Exercise prompt:
Output each record below exactly as it stands, leaving out the pictures.

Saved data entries
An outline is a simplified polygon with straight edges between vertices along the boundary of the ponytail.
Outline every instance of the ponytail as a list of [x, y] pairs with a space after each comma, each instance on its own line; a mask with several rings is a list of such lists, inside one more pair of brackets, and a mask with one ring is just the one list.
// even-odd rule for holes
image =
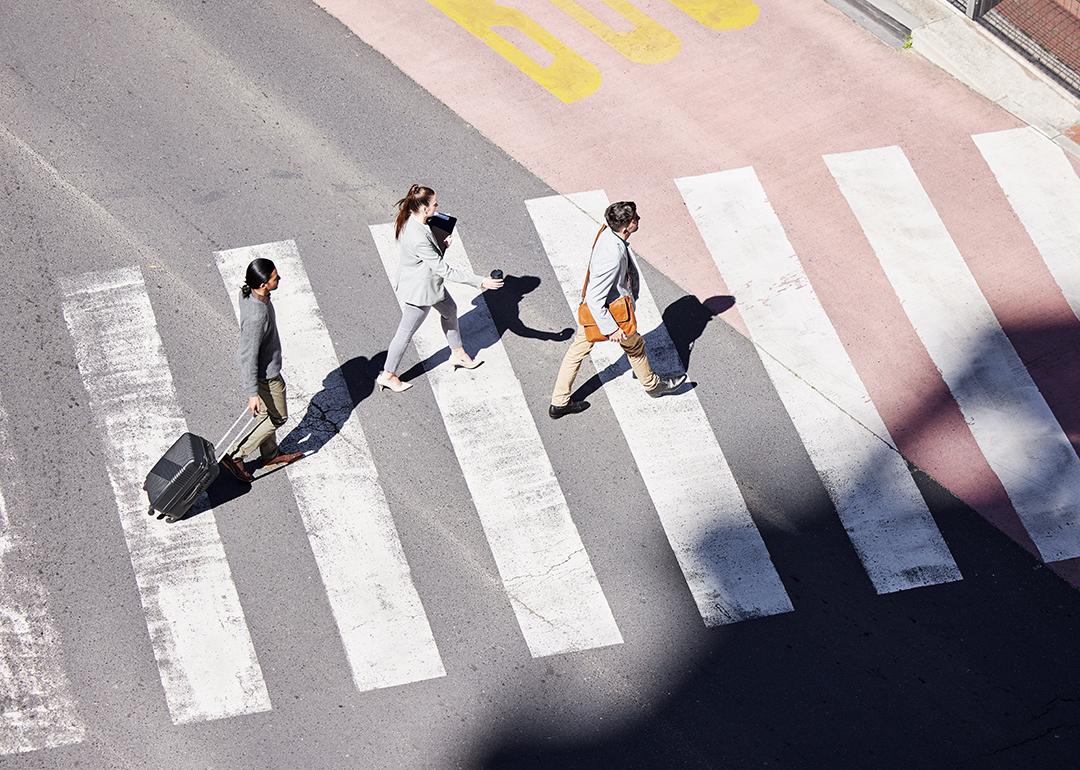
[[259, 257], [253, 259], [247, 266], [247, 272], [244, 273], [244, 284], [240, 287], [240, 294], [247, 299], [251, 296], [251, 290], [257, 289], [264, 283], [270, 283], [270, 276], [274, 274], [274, 270], [277, 269], [273, 261]]
[[419, 211], [421, 206], [426, 206], [431, 203], [431, 199], [434, 195], [435, 191], [430, 187], [414, 184], [409, 188], [409, 191], [405, 193], [405, 197], [394, 204], [398, 209], [397, 219], [394, 220], [395, 238], [401, 237], [401, 231], [405, 229], [405, 223], [413, 212]]

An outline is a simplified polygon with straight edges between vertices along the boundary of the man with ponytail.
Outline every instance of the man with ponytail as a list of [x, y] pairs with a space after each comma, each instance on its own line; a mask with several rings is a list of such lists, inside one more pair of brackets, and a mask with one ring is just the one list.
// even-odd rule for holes
[[401, 393], [412, 387], [397, 376], [405, 348], [420, 328], [428, 311], [435, 308], [442, 321], [446, 344], [450, 346], [450, 363], [455, 369], [475, 369], [480, 361], [465, 352], [458, 328], [457, 305], [446, 293], [446, 281], [465, 283], [480, 289], [502, 288], [501, 278], [484, 278], [454, 267], [446, 261], [444, 253], [450, 247], [450, 238], [440, 241], [427, 226], [439, 208], [439, 199], [430, 187], [414, 184], [397, 202], [397, 218], [394, 236], [397, 238], [399, 261], [394, 279], [394, 290], [404, 305], [401, 323], [386, 352], [386, 364], [375, 383], [379, 390], [389, 388]]
[[263, 466], [285, 465], [304, 456], [303, 452], [282, 454], [277, 444], [277, 429], [289, 417], [285, 402], [285, 380], [281, 376], [281, 340], [278, 338], [277, 314], [270, 292], [278, 287], [281, 276], [269, 259], [255, 259], [247, 266], [244, 285], [240, 287], [240, 377], [247, 408], [257, 419], [247, 436], [221, 458], [222, 466], [233, 476], [251, 483], [255, 478], [244, 465], [244, 458], [259, 451]]

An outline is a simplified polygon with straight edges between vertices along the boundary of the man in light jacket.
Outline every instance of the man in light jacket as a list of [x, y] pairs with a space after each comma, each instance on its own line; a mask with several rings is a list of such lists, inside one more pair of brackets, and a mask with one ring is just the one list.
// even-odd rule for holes
[[[633, 201], [618, 201], [607, 207], [604, 212], [607, 229], [597, 238], [589, 260], [585, 302], [600, 332], [607, 335], [610, 342], [617, 342], [622, 346], [638, 382], [645, 388], [646, 393], [657, 398], [677, 390], [686, 382], [686, 375], [681, 374], [671, 379], [659, 377], [649, 365], [649, 358], [645, 354], [645, 339], [637, 332], [627, 336], [608, 310], [608, 305], [619, 297], [637, 299], [641, 279], [628, 241], [630, 236], [637, 232], [640, 219]], [[570, 391], [574, 387], [578, 370], [581, 369], [581, 362], [589, 355], [592, 346], [593, 343], [585, 338], [585, 329], [578, 324], [577, 334], [563, 357], [559, 375], [555, 379], [555, 390], [551, 394], [551, 406], [548, 407], [551, 419], [557, 420], [589, 408], [588, 401], [571, 401]]]

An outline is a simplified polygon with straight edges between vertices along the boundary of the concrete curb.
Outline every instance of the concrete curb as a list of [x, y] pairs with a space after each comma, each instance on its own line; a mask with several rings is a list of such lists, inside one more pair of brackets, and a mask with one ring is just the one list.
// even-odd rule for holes
[[947, 0], [864, 0], [911, 30], [911, 47], [1080, 158], [1080, 100]]
[[911, 27], [898, 14], [878, 8], [870, 0], [825, 0], [881, 42], [901, 48], [911, 36]]

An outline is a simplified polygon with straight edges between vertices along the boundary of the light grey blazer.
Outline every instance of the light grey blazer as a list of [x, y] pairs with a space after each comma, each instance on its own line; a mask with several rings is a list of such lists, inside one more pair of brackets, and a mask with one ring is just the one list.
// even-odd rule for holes
[[640, 275], [630, 244], [610, 227], [600, 233], [589, 259], [585, 302], [601, 333], [612, 334], [619, 328], [607, 306], [619, 297], [636, 300], [641, 286]]
[[394, 290], [409, 305], [430, 307], [446, 296], [443, 282], [467, 283], [480, 287], [483, 276], [450, 265], [431, 228], [418, 217], [409, 217], [398, 238], [398, 272]]

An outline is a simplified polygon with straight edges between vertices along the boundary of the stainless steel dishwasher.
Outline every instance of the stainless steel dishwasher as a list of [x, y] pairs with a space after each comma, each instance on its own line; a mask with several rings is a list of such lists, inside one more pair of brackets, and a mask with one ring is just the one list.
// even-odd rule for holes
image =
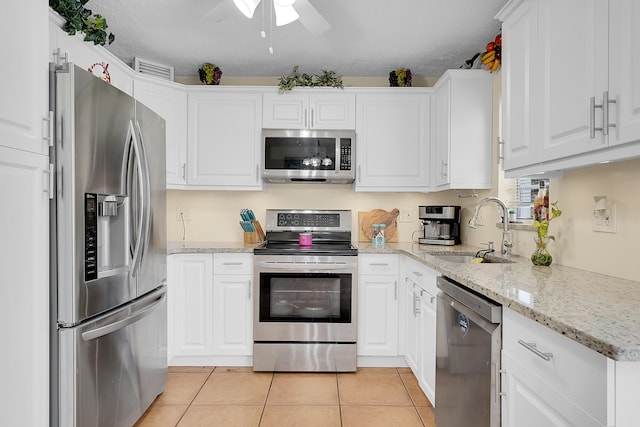
[[438, 277], [436, 425], [500, 426], [502, 306]]

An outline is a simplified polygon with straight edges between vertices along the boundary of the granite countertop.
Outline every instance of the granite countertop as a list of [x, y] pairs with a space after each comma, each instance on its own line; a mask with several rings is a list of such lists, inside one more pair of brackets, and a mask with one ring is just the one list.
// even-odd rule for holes
[[[640, 282], [528, 258], [511, 263], [460, 264], [434, 255], [470, 254], [469, 245], [355, 243], [359, 253], [402, 253], [613, 360], [640, 361]], [[253, 252], [256, 244], [172, 243], [168, 253]]]

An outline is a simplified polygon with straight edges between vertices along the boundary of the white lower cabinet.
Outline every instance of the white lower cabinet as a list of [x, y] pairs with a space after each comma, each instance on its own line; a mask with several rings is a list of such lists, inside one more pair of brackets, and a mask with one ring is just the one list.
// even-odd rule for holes
[[253, 255], [213, 255], [213, 353], [253, 354]]
[[439, 273], [402, 258], [400, 277], [405, 287], [405, 360], [420, 388], [435, 404], [436, 382], [436, 278]]
[[213, 255], [171, 255], [169, 271], [169, 363], [213, 354]]
[[358, 356], [398, 356], [398, 255], [358, 256]]
[[168, 257], [170, 365], [251, 364], [252, 256]]
[[614, 365], [503, 308], [502, 426], [613, 426]]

Solution:
An outline is a simplified polygon with straight edges between vertices along the boundary of the ponytail.
Outline every instance of the ponytail as a list of [x, y] pairs with a space after each comma, each instance on its own line; a mask with several rings is a list of such lists, inside one more pair of brackets, and a mask with one ring is just the one list.
// even-odd rule for holes
image =
[[259, 257], [253, 259], [247, 266], [247, 272], [244, 273], [244, 284], [240, 287], [240, 294], [247, 299], [251, 296], [251, 290], [257, 289], [264, 283], [270, 283], [270, 276], [274, 274], [274, 270], [277, 269], [273, 261]]
[[419, 211], [421, 206], [426, 206], [431, 203], [431, 199], [434, 195], [435, 191], [430, 187], [414, 184], [409, 188], [409, 191], [405, 193], [405, 197], [394, 204], [398, 209], [397, 219], [394, 220], [395, 238], [401, 237], [401, 231], [405, 229], [405, 223], [413, 212]]

An outline is a simplified polygon with straight edges between vertices along the boundary of the man with ponytail.
Outline every instance of the man with ponytail as a list of [x, y] pairs with a space after each comma, each instance on its own line; a mask with several rings is a list of such lists, inside one more pair of brackets, and a mask with one ring is just the one list.
// even-odd rule for holes
[[401, 393], [412, 387], [397, 376], [405, 348], [420, 328], [428, 311], [435, 308], [442, 321], [446, 344], [450, 346], [450, 363], [455, 369], [475, 369], [480, 361], [465, 352], [458, 328], [457, 305], [446, 293], [446, 281], [465, 283], [480, 289], [502, 288], [501, 278], [484, 278], [454, 267], [446, 261], [444, 253], [450, 247], [450, 238], [440, 241], [427, 226], [439, 208], [439, 199], [430, 187], [414, 184], [397, 202], [397, 218], [394, 236], [397, 238], [399, 261], [394, 279], [394, 290], [404, 305], [401, 323], [386, 352], [386, 364], [375, 383], [379, 390], [389, 388]]
[[263, 466], [285, 465], [304, 456], [303, 452], [282, 454], [277, 444], [277, 429], [289, 417], [285, 402], [285, 380], [281, 376], [281, 340], [278, 338], [277, 314], [270, 292], [278, 287], [281, 276], [269, 259], [255, 259], [247, 266], [244, 285], [240, 287], [240, 377], [247, 408], [257, 419], [247, 436], [221, 458], [222, 466], [233, 476], [251, 483], [255, 478], [244, 465], [244, 458], [259, 451]]

An outline is a simplified polygon with straight edges between vertices along the boundary of the man in light jacket.
Outline every instance of the man in light jacket as a list of [x, y] pairs with a space after each comma, each instance on its own line; a mask with several rings is a list of such lists, inside one more pair of brackets, and a mask with one ring is just the one list.
// even-odd rule for holes
[[[633, 201], [618, 201], [607, 207], [604, 212], [607, 229], [597, 238], [589, 260], [585, 302], [600, 332], [607, 335], [610, 342], [617, 342], [622, 346], [638, 382], [645, 388], [646, 393], [657, 398], [677, 390], [686, 382], [686, 375], [681, 374], [671, 379], [659, 377], [649, 365], [649, 358], [645, 354], [645, 339], [637, 332], [627, 336], [608, 310], [608, 305], [619, 297], [637, 299], [641, 279], [628, 241], [630, 236], [637, 232], [640, 219]], [[570, 391], [574, 387], [578, 370], [581, 369], [581, 362], [589, 355], [592, 346], [593, 343], [585, 338], [585, 329], [578, 324], [577, 334], [563, 357], [559, 375], [555, 379], [555, 390], [551, 394], [551, 406], [548, 407], [551, 419], [557, 420], [589, 408], [588, 401], [571, 401]]]

An outline is a simplified polygon with straight edges between vertices along the boundary of the concrete curb.
Outline every instance of the concrete curb as a list of [x, y] pairs with a space after each comma, each instance on its own line; a mask with several rings is a list of such lists, inside one more pair of brackets, and a mask with one ring is just the one list.
// even-odd rule for holes
[[947, 0], [864, 0], [911, 30], [911, 47], [1080, 158], [1080, 100]]
[[911, 27], [898, 14], [878, 8], [870, 0], [825, 0], [881, 42], [901, 48], [911, 36]]

An outline is a simplified polygon with straight edges between vertices along the boundary of the light grey blazer.
Outline every instance of the light grey blazer as a list of [x, y] pairs with a space after each comma, each instance on its own line; a mask with several rings is a list of such lists, inside one more pair of brackets, and a mask with one ring is just the one list.
// even-odd rule for holes
[[640, 275], [630, 244], [610, 227], [600, 233], [589, 259], [585, 302], [601, 333], [612, 334], [619, 328], [607, 306], [619, 297], [636, 300], [641, 286]]
[[394, 290], [409, 305], [430, 307], [446, 296], [443, 282], [467, 283], [480, 287], [483, 276], [450, 265], [431, 228], [418, 217], [409, 217], [398, 238], [398, 272]]

An outline is a simplified polygon with straight edges between vertices along the boundary of the stainless steel dishwasher.
Outline every instance of the stainless steel dishwasher as a list of [x, y] pairs with a space after each comma, each instance on its own line; a mask with several rings is a list of such lists, inside one more pair of brackets, and a mask with one ring is just the one list.
// even-odd rule for holes
image =
[[438, 277], [436, 425], [500, 426], [502, 306]]

An outline is a simplified polygon with straight edges between vertices along the boundary of the granite countertop.
Outline every instance of the granite countertop as a list of [x, y] pairs with a space after each comma, each instance on its own line; a mask with several rings is a list of such lists, inside one more pair of brackets, and a mask with one ring is just the one list.
// even-odd rule for holes
[[[640, 282], [528, 258], [511, 263], [460, 264], [434, 255], [470, 254], [469, 245], [355, 243], [359, 253], [402, 253], [613, 360], [640, 361]], [[253, 252], [256, 244], [172, 243], [168, 253]]]

An outline is a simplified polygon with straight edges between vertices along the boundary of the white lower cabinet.
Outline every instance of the white lower cabinet as a list of [x, y] pairs with a space after each comma, each instance on its own line; a mask with several rings is a list of such lists, inside one more pair of brackets, and a mask with one ring is just the one list.
// even-odd rule for holes
[[253, 255], [213, 255], [213, 353], [253, 354]]
[[439, 273], [402, 258], [400, 277], [405, 287], [405, 360], [420, 388], [435, 404], [436, 382], [436, 278]]
[[213, 255], [171, 255], [169, 271], [169, 363], [213, 354]]
[[358, 356], [398, 356], [398, 255], [358, 256]]
[[168, 257], [170, 365], [251, 364], [252, 256]]
[[614, 365], [503, 308], [502, 426], [613, 426]]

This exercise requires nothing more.